| Exercise requirements |
A - List every parameter name that appears in the Syntax signature of the consume reference.
B - Answer these from the consume reference, one answer per line with matching marks:
(i) What does consume read a Kafka stream into?
(ii) By default, which partitions are subscribed to?
(iii) In the offsets example, what offset is used for partition 5?
C - Carry on with the consume reference from its last sentence.

| Passage given |
▼▼▼

Skip to main content
Version: Python

consume

consume reads a Kafka stream into an in-memory table.

Syntax

consume(
kafka_config: dict,
topic: str,
partitions: list[int],
offsets: dict[int, int],
key_spec: KeyValueSpec,
value_spec: KeyValueSpec,
table_type: TableType,
) -> Table

Parameters

ParameterTypeDescription
kafka_configdict

Configuration for the associated Kafka consumer and the resulting table. Once the table-specific properties are stripped, the remaining one is used to call the constructor of org.apache.kafka.clients.consumer.KafkaConsumer; pass any KafkaConsumer-specific desired configuration here.

topicstr

The Kafka topic name.

partitions optionallist[int]

An int list of partition numbers to subscribe to. The default is to subscribe to all partitions. Specify partitions as a comma-separated list; e.g.,partitions=[1, 3, 5 ] to only listen to partitions 1, 3, and 5.

offsets optionaldict[int, int]
  • ALL_PARTITIONS_DONT_SEEK (default) - Only recieve new messages produced after this call is processed (default). This matches the default if offsets is not specified.
  • ALL_PARTITIONS_SEEK_TO_END - Go to the newest available message for every partition.
  • ALL_PARTITIONS_SEEK_TO_BEGINNING - Go to the oldest available message for every partition.
  • { _number_ : _offset_, ... } Map partition numbers to numeric offsets or one of the constants DONT_SEEK, SEEK_TO_END, SEEK_TO_BEGINNING.
    • For example, { 1 : SEEK_TO_END, 3 : SEEK_TO_BEGINNING, 5 : 27 } means:
      • Start from the last message sent in partition 1.
      • Go to the oldest available message in partition 3.
      • Start with offset 27 in partition 5.
key_spec optionalKeyValueSpec

Specifies how to map the Key field in Kafka messages to table column(s). Any of the following found in deephaven.stream.kafka.consumer can be used:

  • simple_spec - Creates a spec that defines how a single column receives a key or value field from a Kafka message when consuming a Kafka stream.

▲▲▲

| Data rows |
▼▼▼

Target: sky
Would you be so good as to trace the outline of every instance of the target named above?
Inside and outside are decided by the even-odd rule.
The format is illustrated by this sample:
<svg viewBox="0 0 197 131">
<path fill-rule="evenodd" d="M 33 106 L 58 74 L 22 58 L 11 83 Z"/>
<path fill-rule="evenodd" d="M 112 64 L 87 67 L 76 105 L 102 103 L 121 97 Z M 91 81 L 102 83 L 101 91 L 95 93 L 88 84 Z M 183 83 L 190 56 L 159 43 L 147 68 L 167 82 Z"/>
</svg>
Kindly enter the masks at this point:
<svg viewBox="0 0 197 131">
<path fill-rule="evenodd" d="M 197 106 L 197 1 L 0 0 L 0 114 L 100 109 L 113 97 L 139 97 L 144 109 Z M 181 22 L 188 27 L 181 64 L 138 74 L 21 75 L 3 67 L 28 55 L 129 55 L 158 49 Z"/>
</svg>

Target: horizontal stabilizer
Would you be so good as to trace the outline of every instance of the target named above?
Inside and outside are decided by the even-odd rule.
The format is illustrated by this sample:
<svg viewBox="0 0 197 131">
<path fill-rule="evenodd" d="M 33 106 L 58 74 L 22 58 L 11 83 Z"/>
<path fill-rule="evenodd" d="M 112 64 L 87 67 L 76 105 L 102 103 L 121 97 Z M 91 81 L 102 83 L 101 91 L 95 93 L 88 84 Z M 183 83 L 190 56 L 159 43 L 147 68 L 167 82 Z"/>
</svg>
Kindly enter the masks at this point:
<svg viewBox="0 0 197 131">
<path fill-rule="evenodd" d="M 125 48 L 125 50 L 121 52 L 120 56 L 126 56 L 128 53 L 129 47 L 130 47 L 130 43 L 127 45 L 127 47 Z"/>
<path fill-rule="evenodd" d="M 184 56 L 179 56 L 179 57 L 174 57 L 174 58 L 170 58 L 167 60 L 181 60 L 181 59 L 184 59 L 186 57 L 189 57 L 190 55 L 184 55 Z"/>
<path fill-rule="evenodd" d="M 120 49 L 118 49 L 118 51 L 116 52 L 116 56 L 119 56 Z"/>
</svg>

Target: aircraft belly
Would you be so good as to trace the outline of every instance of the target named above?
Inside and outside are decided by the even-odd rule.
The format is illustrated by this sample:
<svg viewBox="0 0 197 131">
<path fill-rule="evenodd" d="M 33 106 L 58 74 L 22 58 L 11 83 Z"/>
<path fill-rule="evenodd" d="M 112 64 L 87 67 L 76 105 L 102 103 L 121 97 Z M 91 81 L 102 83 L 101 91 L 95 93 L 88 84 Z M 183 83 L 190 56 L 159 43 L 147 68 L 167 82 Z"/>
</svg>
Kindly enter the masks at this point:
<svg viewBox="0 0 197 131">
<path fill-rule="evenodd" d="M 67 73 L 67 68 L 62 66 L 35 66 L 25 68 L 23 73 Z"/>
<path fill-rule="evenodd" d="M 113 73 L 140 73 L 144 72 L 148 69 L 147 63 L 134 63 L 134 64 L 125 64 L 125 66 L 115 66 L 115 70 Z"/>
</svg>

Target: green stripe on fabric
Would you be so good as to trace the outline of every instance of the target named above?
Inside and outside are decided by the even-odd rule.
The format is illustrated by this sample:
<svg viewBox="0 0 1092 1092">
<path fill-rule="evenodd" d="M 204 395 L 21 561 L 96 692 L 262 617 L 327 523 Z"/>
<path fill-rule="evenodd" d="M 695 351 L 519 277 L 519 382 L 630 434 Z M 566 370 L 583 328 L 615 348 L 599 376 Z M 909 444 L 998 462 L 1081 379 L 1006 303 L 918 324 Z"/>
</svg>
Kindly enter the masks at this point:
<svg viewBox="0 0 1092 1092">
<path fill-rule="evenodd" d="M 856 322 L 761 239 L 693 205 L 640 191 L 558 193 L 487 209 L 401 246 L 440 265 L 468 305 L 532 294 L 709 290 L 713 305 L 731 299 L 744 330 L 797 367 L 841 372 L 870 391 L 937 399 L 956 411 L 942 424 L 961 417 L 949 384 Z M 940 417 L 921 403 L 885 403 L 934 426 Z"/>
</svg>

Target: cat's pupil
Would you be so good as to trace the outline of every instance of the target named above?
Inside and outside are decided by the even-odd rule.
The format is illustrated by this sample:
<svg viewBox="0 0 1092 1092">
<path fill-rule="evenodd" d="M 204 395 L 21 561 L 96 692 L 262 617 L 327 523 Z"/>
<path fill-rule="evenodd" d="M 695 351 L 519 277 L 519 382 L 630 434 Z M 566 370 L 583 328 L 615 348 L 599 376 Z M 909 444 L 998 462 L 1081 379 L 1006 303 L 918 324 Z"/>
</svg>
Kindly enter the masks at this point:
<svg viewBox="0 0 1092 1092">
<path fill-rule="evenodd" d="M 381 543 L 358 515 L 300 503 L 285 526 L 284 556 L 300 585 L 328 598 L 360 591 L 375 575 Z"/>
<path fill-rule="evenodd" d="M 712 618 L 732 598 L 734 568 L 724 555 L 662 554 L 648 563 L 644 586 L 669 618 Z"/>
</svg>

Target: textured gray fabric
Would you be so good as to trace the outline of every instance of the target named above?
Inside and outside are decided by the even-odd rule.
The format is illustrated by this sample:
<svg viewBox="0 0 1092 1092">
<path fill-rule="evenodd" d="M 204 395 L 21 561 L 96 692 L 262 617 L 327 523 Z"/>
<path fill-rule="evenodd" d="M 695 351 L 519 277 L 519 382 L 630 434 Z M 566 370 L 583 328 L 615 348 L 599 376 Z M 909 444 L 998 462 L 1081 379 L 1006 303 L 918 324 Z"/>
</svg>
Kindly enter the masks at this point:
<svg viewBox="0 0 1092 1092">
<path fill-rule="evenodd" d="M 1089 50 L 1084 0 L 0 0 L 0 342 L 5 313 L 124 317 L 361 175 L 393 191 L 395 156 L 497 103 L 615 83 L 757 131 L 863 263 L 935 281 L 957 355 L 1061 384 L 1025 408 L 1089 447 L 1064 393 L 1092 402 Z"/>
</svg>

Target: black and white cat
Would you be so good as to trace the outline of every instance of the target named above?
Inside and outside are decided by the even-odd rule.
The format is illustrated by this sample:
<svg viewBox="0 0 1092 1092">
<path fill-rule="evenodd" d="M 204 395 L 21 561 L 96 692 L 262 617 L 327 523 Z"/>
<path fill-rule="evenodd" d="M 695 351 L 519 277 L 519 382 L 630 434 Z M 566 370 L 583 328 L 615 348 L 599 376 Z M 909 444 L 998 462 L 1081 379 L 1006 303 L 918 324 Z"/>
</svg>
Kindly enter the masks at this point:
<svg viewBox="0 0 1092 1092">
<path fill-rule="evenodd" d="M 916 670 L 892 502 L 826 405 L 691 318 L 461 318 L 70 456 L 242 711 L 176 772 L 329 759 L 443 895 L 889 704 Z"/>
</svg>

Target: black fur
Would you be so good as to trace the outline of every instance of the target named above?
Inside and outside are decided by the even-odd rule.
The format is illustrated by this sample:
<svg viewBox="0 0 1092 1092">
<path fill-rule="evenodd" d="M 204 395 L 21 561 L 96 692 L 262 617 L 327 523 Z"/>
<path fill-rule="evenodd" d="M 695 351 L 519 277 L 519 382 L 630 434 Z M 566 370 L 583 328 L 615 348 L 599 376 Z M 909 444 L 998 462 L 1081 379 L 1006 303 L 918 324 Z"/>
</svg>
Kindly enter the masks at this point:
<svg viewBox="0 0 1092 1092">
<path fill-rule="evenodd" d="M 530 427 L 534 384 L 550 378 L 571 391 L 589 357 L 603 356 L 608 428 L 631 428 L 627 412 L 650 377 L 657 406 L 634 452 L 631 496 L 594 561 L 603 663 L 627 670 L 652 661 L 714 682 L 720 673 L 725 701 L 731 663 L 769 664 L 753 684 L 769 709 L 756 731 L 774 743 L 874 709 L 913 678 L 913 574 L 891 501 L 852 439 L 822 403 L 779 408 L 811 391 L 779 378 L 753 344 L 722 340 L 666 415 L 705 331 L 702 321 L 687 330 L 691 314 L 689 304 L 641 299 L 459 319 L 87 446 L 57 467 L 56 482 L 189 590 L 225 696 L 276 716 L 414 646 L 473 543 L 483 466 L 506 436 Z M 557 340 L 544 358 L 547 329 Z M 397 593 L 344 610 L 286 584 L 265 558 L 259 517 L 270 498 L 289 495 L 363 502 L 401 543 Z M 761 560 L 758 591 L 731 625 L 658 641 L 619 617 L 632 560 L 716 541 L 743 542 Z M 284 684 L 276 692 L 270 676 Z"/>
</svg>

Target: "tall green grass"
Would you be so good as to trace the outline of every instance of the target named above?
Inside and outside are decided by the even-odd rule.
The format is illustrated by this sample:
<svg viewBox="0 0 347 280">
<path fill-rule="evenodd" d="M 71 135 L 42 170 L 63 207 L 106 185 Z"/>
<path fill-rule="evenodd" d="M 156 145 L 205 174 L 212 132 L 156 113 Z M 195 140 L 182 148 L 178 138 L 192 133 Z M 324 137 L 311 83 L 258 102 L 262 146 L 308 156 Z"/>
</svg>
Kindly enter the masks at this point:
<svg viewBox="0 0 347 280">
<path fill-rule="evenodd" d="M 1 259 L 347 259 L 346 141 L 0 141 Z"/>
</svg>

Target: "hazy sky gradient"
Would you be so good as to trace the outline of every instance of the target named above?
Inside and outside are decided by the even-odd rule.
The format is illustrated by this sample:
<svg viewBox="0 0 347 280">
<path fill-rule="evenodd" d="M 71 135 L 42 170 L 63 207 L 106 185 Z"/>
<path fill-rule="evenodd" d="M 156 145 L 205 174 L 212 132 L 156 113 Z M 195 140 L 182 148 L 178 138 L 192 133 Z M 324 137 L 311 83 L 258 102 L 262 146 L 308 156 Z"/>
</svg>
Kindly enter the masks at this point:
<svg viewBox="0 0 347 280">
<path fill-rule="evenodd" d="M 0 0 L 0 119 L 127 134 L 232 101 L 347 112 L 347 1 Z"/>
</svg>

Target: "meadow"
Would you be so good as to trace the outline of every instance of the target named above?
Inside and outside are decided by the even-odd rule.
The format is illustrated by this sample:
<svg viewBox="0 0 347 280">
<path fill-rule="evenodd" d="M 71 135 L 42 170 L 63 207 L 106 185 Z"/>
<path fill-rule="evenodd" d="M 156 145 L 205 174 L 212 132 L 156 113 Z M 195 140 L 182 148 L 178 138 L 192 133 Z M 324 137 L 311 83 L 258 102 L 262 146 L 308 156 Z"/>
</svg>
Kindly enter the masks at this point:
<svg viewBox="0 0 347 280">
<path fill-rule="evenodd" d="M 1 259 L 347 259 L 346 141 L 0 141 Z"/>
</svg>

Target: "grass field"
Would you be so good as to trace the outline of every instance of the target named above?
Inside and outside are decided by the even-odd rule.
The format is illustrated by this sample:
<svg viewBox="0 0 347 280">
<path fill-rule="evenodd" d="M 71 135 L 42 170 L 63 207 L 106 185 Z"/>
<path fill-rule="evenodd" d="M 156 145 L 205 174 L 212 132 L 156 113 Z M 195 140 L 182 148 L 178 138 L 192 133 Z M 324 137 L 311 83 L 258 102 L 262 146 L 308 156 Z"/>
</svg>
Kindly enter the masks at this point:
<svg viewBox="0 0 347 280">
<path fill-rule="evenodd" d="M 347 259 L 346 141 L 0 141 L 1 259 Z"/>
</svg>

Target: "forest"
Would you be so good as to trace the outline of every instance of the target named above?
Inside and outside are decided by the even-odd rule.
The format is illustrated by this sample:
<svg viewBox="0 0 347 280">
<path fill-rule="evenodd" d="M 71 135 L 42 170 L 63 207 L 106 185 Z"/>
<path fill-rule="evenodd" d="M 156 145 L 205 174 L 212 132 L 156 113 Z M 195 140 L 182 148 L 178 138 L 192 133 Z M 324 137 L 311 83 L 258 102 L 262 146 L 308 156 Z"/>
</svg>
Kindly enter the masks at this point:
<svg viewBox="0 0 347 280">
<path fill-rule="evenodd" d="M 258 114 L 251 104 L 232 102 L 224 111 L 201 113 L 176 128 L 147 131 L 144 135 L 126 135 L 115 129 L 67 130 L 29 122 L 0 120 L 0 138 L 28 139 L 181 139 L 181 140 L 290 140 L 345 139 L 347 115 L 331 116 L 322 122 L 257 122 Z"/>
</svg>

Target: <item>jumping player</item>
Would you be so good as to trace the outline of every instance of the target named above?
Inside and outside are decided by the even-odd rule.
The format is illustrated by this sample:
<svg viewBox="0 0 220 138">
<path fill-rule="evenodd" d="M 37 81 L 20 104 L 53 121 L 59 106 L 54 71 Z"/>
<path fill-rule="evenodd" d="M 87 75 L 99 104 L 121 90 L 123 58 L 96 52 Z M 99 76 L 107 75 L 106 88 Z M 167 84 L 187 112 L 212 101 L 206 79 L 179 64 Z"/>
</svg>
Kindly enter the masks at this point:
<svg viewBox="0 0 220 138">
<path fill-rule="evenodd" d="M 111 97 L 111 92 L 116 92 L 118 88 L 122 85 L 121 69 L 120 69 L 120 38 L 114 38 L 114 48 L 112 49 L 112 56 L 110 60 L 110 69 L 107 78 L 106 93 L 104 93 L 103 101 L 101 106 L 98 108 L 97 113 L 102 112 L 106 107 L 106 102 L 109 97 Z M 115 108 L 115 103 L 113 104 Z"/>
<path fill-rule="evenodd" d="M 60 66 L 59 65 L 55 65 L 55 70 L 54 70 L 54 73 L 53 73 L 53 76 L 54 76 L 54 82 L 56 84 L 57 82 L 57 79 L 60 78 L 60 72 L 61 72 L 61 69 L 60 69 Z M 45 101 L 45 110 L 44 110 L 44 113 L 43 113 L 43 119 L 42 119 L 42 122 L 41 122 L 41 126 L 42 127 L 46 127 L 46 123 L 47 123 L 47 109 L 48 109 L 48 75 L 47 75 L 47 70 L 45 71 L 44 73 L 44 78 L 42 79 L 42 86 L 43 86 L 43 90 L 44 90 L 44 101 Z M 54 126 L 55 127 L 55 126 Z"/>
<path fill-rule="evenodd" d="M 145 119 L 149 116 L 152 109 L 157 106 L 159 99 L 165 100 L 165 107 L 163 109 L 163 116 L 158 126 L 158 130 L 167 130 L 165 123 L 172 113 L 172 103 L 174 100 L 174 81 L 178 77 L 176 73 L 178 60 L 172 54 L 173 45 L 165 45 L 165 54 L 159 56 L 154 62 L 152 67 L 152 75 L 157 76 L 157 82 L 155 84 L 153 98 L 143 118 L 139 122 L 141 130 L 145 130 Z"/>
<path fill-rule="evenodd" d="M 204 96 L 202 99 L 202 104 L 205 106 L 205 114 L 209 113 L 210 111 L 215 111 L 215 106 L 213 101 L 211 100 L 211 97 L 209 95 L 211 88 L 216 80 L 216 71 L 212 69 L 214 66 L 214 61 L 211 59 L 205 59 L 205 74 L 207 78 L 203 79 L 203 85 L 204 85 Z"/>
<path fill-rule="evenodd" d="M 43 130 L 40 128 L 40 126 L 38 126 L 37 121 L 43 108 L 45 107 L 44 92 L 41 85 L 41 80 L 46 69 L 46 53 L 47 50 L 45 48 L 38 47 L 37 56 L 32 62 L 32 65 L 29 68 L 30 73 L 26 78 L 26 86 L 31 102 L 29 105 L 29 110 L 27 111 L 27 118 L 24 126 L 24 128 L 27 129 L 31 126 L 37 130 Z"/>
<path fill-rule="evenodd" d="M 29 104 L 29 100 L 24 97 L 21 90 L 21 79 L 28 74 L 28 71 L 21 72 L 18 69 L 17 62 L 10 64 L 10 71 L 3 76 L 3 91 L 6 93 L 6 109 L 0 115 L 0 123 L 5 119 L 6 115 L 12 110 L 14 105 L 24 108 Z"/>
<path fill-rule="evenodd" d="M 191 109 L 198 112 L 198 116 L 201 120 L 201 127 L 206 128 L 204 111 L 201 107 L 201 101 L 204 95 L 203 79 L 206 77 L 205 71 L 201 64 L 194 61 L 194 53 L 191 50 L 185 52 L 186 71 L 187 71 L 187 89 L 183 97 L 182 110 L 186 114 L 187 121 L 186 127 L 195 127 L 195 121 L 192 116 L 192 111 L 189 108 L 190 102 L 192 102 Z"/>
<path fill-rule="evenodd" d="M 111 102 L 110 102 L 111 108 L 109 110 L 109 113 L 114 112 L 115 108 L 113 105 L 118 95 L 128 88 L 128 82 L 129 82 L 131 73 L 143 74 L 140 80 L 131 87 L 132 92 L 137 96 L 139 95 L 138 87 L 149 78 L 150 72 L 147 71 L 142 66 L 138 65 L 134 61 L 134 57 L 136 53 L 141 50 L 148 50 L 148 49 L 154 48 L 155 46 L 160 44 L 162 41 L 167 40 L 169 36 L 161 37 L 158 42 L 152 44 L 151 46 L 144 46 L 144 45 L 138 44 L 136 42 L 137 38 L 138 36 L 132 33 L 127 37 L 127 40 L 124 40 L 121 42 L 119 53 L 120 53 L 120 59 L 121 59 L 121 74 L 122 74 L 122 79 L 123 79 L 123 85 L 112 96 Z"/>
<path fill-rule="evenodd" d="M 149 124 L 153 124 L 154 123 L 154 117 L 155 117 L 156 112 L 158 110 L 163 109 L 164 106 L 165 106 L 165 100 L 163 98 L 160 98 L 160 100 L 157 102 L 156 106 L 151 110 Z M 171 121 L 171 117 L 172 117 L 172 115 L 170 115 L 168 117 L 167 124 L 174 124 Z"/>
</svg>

▲▲▲

| Expected responses |
A - kafka_config, topic, partitions, offsets, key_spec, value_spec, table_type

B -
(i) An in-memory table.
(ii) All partitions.
(iii) Offset 27.

C -
  • avro_spec - Creates a spec that defines how to use an Avro schema when consuming a Kafka stream.
  • json_spec - Creates a spec for how to use JSON data when consuming a Kafka stream.
  • protobuf_spec - Creates a spec for parsing a Kafka protobuf stream. Uses the schema, schema_version, and schema_message_name to fetch the schema from the schema registry, or uses message_class to get the schema from the classpath.
  • object_processor_spec - Creates a Kafka key-value spec implementation from a named object processor provider.
  • KeyValueSpec.IGNORE - Ignore the field in the Kafka event.
  • KeyValueSpec.FROM_PROPERTIES (default) - The kafka_config parameter should include values for dictionary keys deephaven.key.column.name and deephaven.key.column.type for the single resulting column name and type.
value_spec optionalKeyValueSpec

Specifies how to map the Value field in Kafka messages to table column(s). Any of the following found in deephaven.stream.kafka.consumer can be used:

  • simple_spec - Creates a spec that defines how a single column receives a key or value field from a Kafka message when consuming a Kafka stream.
  • avro_spec - Creates a spec that defines how to use an Avro schema when consuming a Kafka stream.
  • json_spec - Creates a spec for how to use JSON data when consuming a Kafka stream.
  • protobuf_spec - Creates a spec for parsing a Kafka protobuf stream. Uses the schema, schema_version, and schema_message_name to fetch the schema from the schema registry, or uses message_class to get the schema from the classpath.
  • object_processor_spec - Creates a Kafka key-value spec implementation from a named object processor provider.
  • KeyValueSpec.IGNORE - Ignore the field in the Kafka event.
  • KeyValueSpec.FROM_PROPERTIES (default) - The kafka_config parameter should include values for dictionary keys deephaven.key.column.name and deephaven.key.column.type for the single resulting column name and type.
table_type optionalTableType

One of the following TableType enums:

  • TableType.append() - Create an append-only table.
  • TableType.blink() (default) - Create a blink table.
  • TableType.ring(N) - Create a ring table of size N.

Returns

An in-memory table.

Examples

In the following example, consume is used to read the Kafka topic testTopic into a Deephaven table. Only the first two positional arguments are required to read a Kafka stream into a Deephaven table.

  • The first positional argument, {'bootstrap.servers': 'redpanda:9092'}, is a Python dictionary that is standard for any Python library consuming messages from Kafka. This dictionary gives the underlying Kafka library information about the Kafka infrastructure.
    • Here, the host and port for the Kafka server to use to bootstrap the subscription are specified. This is the minimal amount of required information.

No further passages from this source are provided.